Cena de A Concierge Pokémon (Reprodução)

Créditos da imagem: Cena de A Concierge Pokémon (Reprodução)

Séries e TV

Crítica

A Concierge Pokémon usa utopia da marca como plataforma para aprendizado

Contida na fofura e generosa na esquisitice, série tem um charme surpreendente

Omelete
4 min de leitura
03.01.2024, às 15H25.
Atualizada em 03.01.2024, ÀS 15H41

Por baixo de todo o seu espírito marketeiro, a franquia Pokémon sempre foi, narrativamente falando, uma história sobre autoaperfeiçoamento. Ash Ketchum queria ser um mestre, e para isso tinha que colecionar centenas de criaturinhas adoráveis (facilmente reproduzíveis em mil produtos, é claro) e vencer milhares de batalhas épicas - mas também tinha que aprender a confiar, a entender o outro, a abandonar a própria mentalidade adolescente autocentrada que parecia tão fundamental para o seu sucesso carreirista e se integrar ao mundo com mais harmonia, mais gentileza e, enfim, mais sabedoria. Ash estava a caminho de ser um grande campeão, mas também a caminho de ser uma parte funcional da sua sociedade.

__Tarefas do exercício__.
[1] Na crítica, o que Ash Ketchum queria ser?
[2] Extraia da crítica o trecho que vai de "A Concierge Pokémon usa" a "03.01.2024, às 15H25.".

__Amostra dos dados__.

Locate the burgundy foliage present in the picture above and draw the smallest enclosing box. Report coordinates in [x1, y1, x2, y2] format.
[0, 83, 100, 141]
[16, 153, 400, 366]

__Respostas em ordem__.
[1] Um mestre.

[2]
A Concierge Pokémon usa utopia da marca como plataforma para aprendizado

Contida na fofura e generosa na esquisitice, série tem um charme surpreendente

Omelete
4 min de leitura
03.01.2024, às 15H25.